:: Supplied data ::
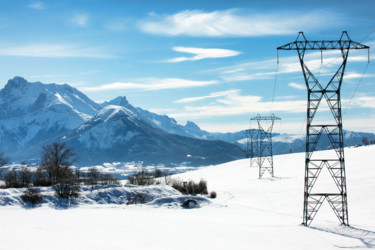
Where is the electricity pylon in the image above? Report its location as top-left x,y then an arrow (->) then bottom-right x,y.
245,129 -> 258,168
278,31 -> 369,226
250,114 -> 280,178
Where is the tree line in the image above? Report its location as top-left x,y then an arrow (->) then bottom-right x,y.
0,142 -> 119,199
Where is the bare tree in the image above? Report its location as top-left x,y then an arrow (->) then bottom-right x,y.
4,169 -> 18,188
0,152 -> 10,179
19,166 -> 33,187
39,142 -> 77,184
87,167 -> 101,186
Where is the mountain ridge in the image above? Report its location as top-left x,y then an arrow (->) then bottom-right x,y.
0,76 -> 374,166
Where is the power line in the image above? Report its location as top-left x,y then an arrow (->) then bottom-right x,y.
270,62 -> 279,113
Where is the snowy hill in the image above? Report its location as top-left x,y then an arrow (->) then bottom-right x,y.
0,145 -> 374,249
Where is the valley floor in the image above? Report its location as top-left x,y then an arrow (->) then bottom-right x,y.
0,146 -> 374,249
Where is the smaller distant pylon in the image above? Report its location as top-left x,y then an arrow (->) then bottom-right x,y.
245,129 -> 258,168
250,114 -> 281,178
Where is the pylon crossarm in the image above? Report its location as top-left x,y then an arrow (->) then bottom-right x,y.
277,34 -> 369,51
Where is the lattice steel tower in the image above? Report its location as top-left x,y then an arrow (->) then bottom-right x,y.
251,114 -> 280,178
245,129 -> 258,168
278,32 -> 369,226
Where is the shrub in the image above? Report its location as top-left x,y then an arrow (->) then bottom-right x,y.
127,167 -> 154,186
53,183 -> 80,199
210,191 -> 217,199
21,188 -> 43,205
126,192 -> 148,205
171,179 -> 208,195
4,169 -> 19,188
101,173 -> 120,185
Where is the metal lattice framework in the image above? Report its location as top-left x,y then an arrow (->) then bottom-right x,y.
278,31 -> 369,226
250,114 -> 281,178
245,129 -> 258,168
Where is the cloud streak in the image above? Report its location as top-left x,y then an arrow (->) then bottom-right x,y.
139,9 -> 340,37
81,78 -> 219,91
211,49 -> 370,83
288,82 -> 305,90
169,90 -> 306,119
174,89 -> 240,103
0,43 -> 114,58
167,47 -> 241,62
28,1 -> 46,10
70,13 -> 89,27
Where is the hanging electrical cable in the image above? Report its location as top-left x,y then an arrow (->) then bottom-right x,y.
270,61 -> 279,113
343,63 -> 370,113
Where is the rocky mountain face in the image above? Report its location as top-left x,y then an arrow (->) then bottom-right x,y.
0,77 -> 243,166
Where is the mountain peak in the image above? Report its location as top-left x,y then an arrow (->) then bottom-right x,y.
185,121 -> 200,130
96,105 -> 136,122
2,76 -> 30,93
102,96 -> 129,107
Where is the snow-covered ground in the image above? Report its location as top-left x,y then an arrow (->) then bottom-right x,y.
0,145 -> 374,249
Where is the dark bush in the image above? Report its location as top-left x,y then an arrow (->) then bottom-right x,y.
4,169 -> 19,188
53,183 -> 80,199
210,191 -> 217,199
126,192 -> 148,205
101,173 -> 120,185
172,179 -> 208,195
33,178 -> 52,187
152,169 -> 164,178
21,188 -> 43,205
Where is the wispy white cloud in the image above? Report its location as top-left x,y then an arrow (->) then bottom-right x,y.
106,18 -> 129,31
211,49 -> 370,83
70,13 -> 89,27
348,95 -> 375,109
167,47 -> 241,62
0,43 -> 114,58
28,1 -> 45,10
81,78 -> 219,92
169,90 -> 306,119
174,89 -> 240,103
288,82 -> 305,90
345,72 -> 375,79
139,9 -> 340,37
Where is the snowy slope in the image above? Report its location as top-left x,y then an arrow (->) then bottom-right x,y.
63,105 -> 244,166
0,145 -> 374,249
103,96 -> 209,138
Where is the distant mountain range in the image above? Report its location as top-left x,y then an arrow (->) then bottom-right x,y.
0,77 -> 373,167
0,77 -> 243,166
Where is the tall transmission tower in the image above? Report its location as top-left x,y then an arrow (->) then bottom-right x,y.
250,114 -> 281,178
278,31 -> 369,226
245,129 -> 258,168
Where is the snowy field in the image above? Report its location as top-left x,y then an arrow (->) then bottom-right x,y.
0,145 -> 374,249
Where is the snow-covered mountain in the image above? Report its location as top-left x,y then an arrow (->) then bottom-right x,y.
0,77 -> 101,158
102,96 -> 210,139
1,77 -> 374,166
62,105 -> 243,166
0,77 -> 243,166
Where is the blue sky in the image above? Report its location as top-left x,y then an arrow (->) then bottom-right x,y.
0,0 -> 374,134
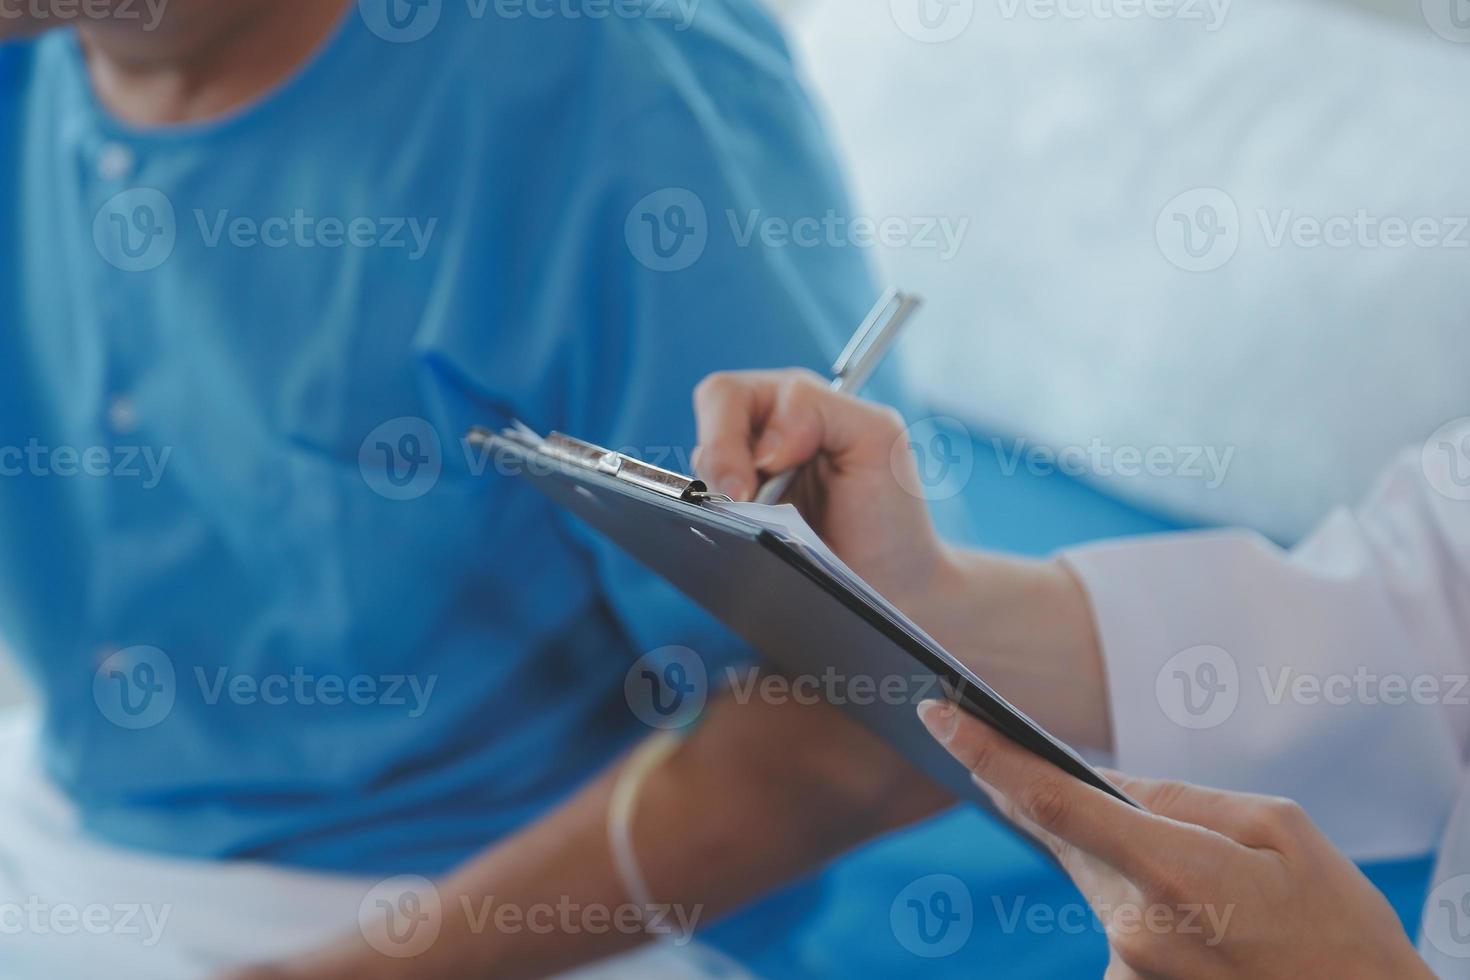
:::
◆ **Task directions**
Leave out the pictures; repeat the data exactly.

◆ **Completed exercise**
Where is the electricity pylon in the image above? Report its location as top-left x,y then an arrow (->) then bottom-right x,y.
245,129 -> 258,168
278,31 -> 369,226
250,114 -> 280,178
Where is the tree line in the image above? Report its location as top-left x,y then an arrow (->) then bottom-right x,y.
0,142 -> 119,199
Where is the bare tree in the image above? Report its location as top-left x,y then an arrow (->) then bottom-right x,y.
4,169 -> 18,188
0,152 -> 10,179
19,166 -> 33,187
39,142 -> 77,184
87,167 -> 101,186
Where is the mountain ridge in the image above? Report its location as top-left x,y then an arrow (->) then bottom-right x,y.
0,76 -> 374,166
Where is the power line in the image above? Report its location as top-left x,y then an arrow (->) then bottom-right x,y.
270,62 -> 279,113
Where is the snowy hill in the image above? Report its location as top-left x,y then an arrow (->) then bottom-right x,y.
0,145 -> 374,249
Where is the valley floor in the image above? Report its location as top-left x,y then an arrow (->) then bottom-right x,y.
0,146 -> 374,249
Where is the smaller distant pylon in the image above? Report its location as top-left x,y then an arrow (->) then bottom-right x,y.
245,129 -> 258,168
250,114 -> 281,178
Where is the pylon crossarm in the image above? Report its location as top-left x,y then an arrow (->) then bottom-right x,y.
277,34 -> 369,51
Where is the lattice steel tower in the image above? Report its location as top-left x,y then an arrow (->) then bottom-right x,y.
251,114 -> 280,178
245,129 -> 258,168
278,32 -> 369,226
Where is the shrub in the image above? Report its location as top-left x,y then an arrow (->) then bottom-right x,y.
127,167 -> 154,186
53,183 -> 80,199
210,191 -> 217,199
21,188 -> 43,205
126,192 -> 148,205
171,179 -> 208,195
4,169 -> 19,188
101,173 -> 120,185
Where is the metal lattice framework in the image above? Report its location as top-left x,y then an arrow (->) then bottom-right x,y.
278,31 -> 369,226
250,114 -> 281,178
245,129 -> 258,168
Where is the cloud streak in the image above? Report its location as top-left x,y then an arrow (->) then bottom-right x,y.
139,9 -> 340,37
81,78 -> 219,91
211,49 -> 370,83
288,82 -> 305,90
169,90 -> 306,119
174,89 -> 240,103
0,43 -> 114,58
167,47 -> 241,62
28,1 -> 46,10
70,13 -> 89,27
Where is the hanging electrical cable in the image above? Report its location as top-left x,y then an arrow (->) then bottom-right x,y.
270,61 -> 279,113
343,63 -> 370,113
Where is the rocky mountain face in the image above? Report its location as top-left x,y then an arrow (->) then bottom-right x,y.
0,77 -> 243,166
Where is the mountain peak in the image above? Report its location as top-left x,y then an arrow (->) then bottom-right x,y.
185,121 -> 200,130
96,105 -> 136,122
2,76 -> 30,93
102,96 -> 129,107
Where is the snow-covered ground in the image above? Report its location as top-left x,y then an arrow (->) then bottom-right x,y.
0,145 -> 374,249
Where is the dark bush in the image above? Report its location as top-left x,y then an arrow (->) then bottom-right x,y.
4,169 -> 19,188
53,183 -> 80,199
210,191 -> 217,199
126,192 -> 148,205
101,173 -> 120,185
172,179 -> 208,195
33,178 -> 52,187
152,169 -> 164,178
21,188 -> 43,205
Where is the wispy white cloud in the image above? Report its location as top-left x,y then an arrow (->) then bottom-right x,y.
106,18 -> 129,31
211,49 -> 370,83
70,13 -> 89,27
348,95 -> 375,109
167,47 -> 241,62
0,43 -> 114,58
28,1 -> 45,10
81,78 -> 219,92
169,90 -> 306,119
174,89 -> 240,103
288,82 -> 305,90
345,72 -> 375,79
139,9 -> 340,37
Where is the snowy slope in the image above? Report its location as top-left x,y then an arrow (->) then bottom-right x,y.
63,105 -> 244,166
0,145 -> 374,249
103,96 -> 209,138
Where is the distant mountain range in the image above? Report its location as top-left x,y then an arrow (->) then bottom-right x,y.
0,77 -> 373,167
0,77 -> 243,166
Where is the tall transmission tower in the image above? Report its location as top-left x,y then an arrow (->) then bottom-right x,y.
250,114 -> 281,178
278,31 -> 369,226
245,129 -> 258,168
Where is the snowy field in the image above? Report its location as top-left x,y then an arrow (->) then bottom-right x,y.
0,145 -> 374,249
Where is the snow-covered mountain in the image above? Report its location as top-left x,y then an arrow (->) then bottom-right x,y.
0,77 -> 101,158
102,96 -> 210,139
1,77 -> 374,166
62,105 -> 243,166
0,77 -> 243,166
Where is the blue sky in the image above? Report its location as top-left x,y then an arrow (->) then bottom-right x,y.
0,0 -> 374,134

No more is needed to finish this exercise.